• _Supplied text_
________________________
Actual cover of Forbes Magazine February-March 2025 edition
“Fighting Is In Our DNA as Human Beings” – Dana White
So says Dana White, the President and CEO of the UFC – the Ultimate Fighting Championship or, as Forbes puts it, Lord of the Octagon.
But it begs the question, is Mr. White correct?
Is fighting in all of our DNA? Like having blue eyes, short curly hair, or one big toe 20% larger than the other?
Do men and women step into the Octagon to pummel each other into unconsciousness solely because there is some chemical reaction happening in our bodies that prompts us to raise our fists and feet and strike another human being?
The same “chemical motivation” we rely on to survive in the wild, reproduce, or pick up a guitar and start writing folk songs?
Or is it an overly simplistic and self-serving statement that justifies humans brutalizing other humans to generate corporate profits?
Because it’s hard to deny that humans do like to be entertained.
Whether it’s gladiatorial combat in the old Roman Coliseum tradition or watching 4 ½ hours of the Oscars on a Sunday night once a year, humans are loath to do nothing. We need distractions.
The Aztecs played a ballgame called “ōllamaliztli" that, under certain conditions, ended with the losing team’s leader being beheaded.
Nice. No World Series or World Cup here, just a quiet journey to the top of the pyramid and a quick goodbye.
________________________
• _Source material_
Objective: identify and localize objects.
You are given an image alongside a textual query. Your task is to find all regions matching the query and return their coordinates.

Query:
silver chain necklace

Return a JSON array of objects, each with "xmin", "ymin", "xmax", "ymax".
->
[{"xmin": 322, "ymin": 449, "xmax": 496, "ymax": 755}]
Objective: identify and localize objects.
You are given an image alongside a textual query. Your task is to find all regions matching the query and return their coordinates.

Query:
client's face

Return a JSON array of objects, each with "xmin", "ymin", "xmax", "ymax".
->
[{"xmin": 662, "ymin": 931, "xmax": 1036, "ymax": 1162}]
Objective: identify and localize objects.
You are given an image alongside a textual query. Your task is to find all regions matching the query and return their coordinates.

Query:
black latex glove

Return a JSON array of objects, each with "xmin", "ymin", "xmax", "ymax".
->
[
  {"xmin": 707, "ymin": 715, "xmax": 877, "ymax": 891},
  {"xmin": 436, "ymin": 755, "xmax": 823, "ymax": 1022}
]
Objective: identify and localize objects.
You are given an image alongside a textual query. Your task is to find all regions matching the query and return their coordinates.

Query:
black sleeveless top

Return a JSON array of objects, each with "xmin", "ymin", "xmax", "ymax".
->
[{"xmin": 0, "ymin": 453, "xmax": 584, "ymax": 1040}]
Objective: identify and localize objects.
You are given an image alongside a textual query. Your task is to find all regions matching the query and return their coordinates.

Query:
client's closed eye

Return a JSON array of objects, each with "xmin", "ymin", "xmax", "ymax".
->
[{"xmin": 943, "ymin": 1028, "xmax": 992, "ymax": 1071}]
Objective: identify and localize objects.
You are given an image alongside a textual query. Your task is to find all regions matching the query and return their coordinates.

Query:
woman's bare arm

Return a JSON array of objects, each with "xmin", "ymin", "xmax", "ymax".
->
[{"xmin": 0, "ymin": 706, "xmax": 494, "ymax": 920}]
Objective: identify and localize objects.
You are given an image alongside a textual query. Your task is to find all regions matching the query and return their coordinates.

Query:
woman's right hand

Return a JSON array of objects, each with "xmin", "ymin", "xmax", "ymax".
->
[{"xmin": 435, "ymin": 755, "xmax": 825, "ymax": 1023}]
________________________
• _Instructions to follow_
Continue the essay on Dana White's claim that fighting is part of human DNA, starting after its final sentence.

• _Written response_
We invented Ruby in the pastoral fields of England, which eventually became football in America (NFL), which could lay claim to producing more concussions over the past 100 years than all falling coconuts did in the past two millennia.
But is it in our DNA?
The coding that makes us who we are and, in many ways, what we are on a daily basis. Do we not have a say in the matter as in, no, not today? I think I’ll go plant a tree instead.
And if it is, even just a little bit, why do we focus on it?
Are humans normally that antagonistic to one another that in many cases, the only solution to a problem is getting in another’s face or pounding them into submission?
A hereditary, involuntary reaction or a learned experience?
By this logic, wouldn’t compassion be in our DNA as well?
Nurturing another. Music and the Arts?
And what about love? surely, love is in our DNA and has been forever, which is one reason there are over 8 billion of us, not counting every other species on Earth.
But instead of having the Love Games and celebrating Mankind’s best behaviors, we have Porn.
So maybe Mr. White has a valid point. We can’t help ourselves.
After all, who would sit in front of an 88” TV screen for two hours watching a barn being erected?
Or a demonstration of a new stitch that’ll make your next sweater easier to knit.
Probably all of 27 people, right?
But if they started fighting with those knitting needles or through a series of carefully crafted tests and viewer-voting decided who would be the first to be thrown off the top of the barn, then maybe people would watch in large numbers.
And that would be sad, wouldn’t it? Proving Mr. White’s theory correct and inevitable.
After all, we turned the act of driving a car into a Demolition Derby on Friday nights and eventually into NASCAR, where bumping other cars at 180 MPH has become a fun add-on to driving in circles.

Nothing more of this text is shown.